# What you should do
An identical copy of all the entries is the required result.

□ □ □

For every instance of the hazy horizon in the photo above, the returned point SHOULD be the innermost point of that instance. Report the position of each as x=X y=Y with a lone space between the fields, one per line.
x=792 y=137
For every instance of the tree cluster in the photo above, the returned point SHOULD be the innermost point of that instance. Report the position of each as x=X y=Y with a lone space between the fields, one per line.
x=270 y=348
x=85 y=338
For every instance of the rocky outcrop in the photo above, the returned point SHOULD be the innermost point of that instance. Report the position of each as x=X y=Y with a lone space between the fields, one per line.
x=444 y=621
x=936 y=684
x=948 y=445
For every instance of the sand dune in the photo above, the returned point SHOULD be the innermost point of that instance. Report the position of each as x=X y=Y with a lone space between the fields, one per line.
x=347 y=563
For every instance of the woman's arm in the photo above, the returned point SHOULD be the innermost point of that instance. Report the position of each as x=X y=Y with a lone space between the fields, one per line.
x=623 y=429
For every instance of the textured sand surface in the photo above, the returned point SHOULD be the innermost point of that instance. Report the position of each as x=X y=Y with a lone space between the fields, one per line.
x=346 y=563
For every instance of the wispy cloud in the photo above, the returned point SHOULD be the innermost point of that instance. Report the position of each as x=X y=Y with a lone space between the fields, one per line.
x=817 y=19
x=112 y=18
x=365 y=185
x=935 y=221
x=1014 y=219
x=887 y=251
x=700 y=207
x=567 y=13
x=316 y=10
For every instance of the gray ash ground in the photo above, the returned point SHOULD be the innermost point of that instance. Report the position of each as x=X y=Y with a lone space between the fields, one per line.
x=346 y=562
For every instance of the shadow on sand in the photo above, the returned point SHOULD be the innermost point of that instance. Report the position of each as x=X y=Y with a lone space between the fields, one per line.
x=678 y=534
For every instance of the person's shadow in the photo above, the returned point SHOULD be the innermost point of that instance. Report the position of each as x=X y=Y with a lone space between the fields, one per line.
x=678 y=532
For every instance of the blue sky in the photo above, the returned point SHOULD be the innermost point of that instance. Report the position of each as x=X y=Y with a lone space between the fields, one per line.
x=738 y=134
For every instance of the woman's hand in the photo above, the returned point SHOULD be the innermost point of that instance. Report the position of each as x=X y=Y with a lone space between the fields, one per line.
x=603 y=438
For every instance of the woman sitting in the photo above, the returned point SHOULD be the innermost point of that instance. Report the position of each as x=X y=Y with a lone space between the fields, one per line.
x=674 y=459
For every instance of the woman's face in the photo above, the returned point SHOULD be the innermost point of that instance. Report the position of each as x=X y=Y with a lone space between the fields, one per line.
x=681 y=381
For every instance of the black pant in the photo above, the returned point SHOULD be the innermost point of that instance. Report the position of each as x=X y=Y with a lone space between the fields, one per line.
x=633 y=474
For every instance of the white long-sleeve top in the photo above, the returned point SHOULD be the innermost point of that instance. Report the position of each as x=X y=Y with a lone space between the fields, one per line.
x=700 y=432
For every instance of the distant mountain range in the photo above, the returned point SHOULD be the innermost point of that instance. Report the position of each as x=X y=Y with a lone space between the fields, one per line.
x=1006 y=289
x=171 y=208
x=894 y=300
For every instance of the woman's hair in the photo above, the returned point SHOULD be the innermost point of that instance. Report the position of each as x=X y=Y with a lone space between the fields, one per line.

□ □ □

# Result of this exercise
For every instance of the hazy horizon in the photo above, the returned point SHOULD be the innermost point of that instance. Report the position of each as x=X y=Y with a lone space between the fields, one per line.
x=792 y=137
For every instance of the tree cluster in the photo above, the returned point SHOULD be the innermost point of that instance. Report the position of each as x=X y=Y with a lone space between the fields, one per line.
x=270 y=348
x=85 y=338
For every instance of the rocky outcrop in the photo above, the returned point SHOULD be the innermost point of that instance. Report the position of each as x=X y=Y with a lone space between the fields, one per line.
x=444 y=621
x=936 y=684
x=948 y=445
For every instance of the sand dune in the photo above, the returned point SHOULD be the innermost point of that instance. Report the position of each as x=X y=Y with a lone space between the fields, one per line.
x=347 y=563
For every instance of the woman's arm in the photo above, the returned point SHOULD be the innermost point of that instance. Report the position of each as x=X y=Y with a lone space between the fields, one per line.
x=623 y=429
For every instance of the textured sand surface in the photo above, the returned point SHOULD be the innermost point of that instance. Report the position of each as x=X y=Y with a lone space between the fields, one per line.
x=346 y=563
For every instance of the wispy cloud in the photo above, the returned point SHOULD be the innermost point of that instance. Report the position of each as x=X y=Y with a lone space between the fields, one per line.
x=817 y=19
x=112 y=18
x=365 y=185
x=935 y=221
x=1014 y=219
x=887 y=251
x=700 y=207
x=567 y=13
x=316 y=10
For every instance of the gray ash ground in the photo above, the returned point SHOULD be the innermost point of that instance. Report the position of each as x=X y=Y with a lone space between the fields, one per line.
x=346 y=562
For every instance of the shadow on sand in the photo above, the returned point SHOULD be the innermost point of that instance. Report the position of each as x=X y=Y with a lone space between the fields, one per line.
x=678 y=534
For every instance of the person's shadow in the photo above, the returned point SHOULD be the innermost point of that instance. Report the position of each as x=X y=Y with a lone space between the fields, one per line.
x=678 y=532
For every instance of the blue sky in the photo above, the returned point SHOULD be the innermost point of that instance. Report the position of each as x=X y=Y with a lone space between the fields, one per line.
x=738 y=134
For every instance of the woman's hand in the photo above, the returned point SHOULD be the innermost point of that instance. Report the position of each as x=X y=Y with a lone space between the fields, one per line.
x=603 y=438
For every instance of the woman sitting in the photo above, the returned point SHOULD be the innermost point of that instance. Report the position of each as x=X y=Y with a lone space between the fields, one per line.
x=674 y=459
For every instance of the woman's face in the photo above, the returned point SHOULD be the innermost point of that instance. Report the position of each as x=X y=Y with a lone space between the fields, one per line.
x=681 y=381
For every instance of the black pant in the photo above, the returned point SHOULD be the innermost point of that instance. Report the position of each as x=X y=Y with a lone space between the fields, one per line.
x=633 y=474
For every instance of the white long-sleeve top in the photo above, the returned point SHOULD be the innermost point of that instance. Report the position of each as x=X y=Y with a lone space between the fields, one per line.
x=700 y=432
For every instance of the distant mountain range in the photo above, the returned point SHOULD be the innermost point of that instance. Report the position of each as x=X y=Y with a lone space between the fields, one per line.
x=1006 y=289
x=171 y=208
x=894 y=300
For every instance of the woman's hair in the photo above, the returned point SHOULD be the innermost point of that instance. Report the position of each as x=X y=Y with a lone space between the fields, one per line.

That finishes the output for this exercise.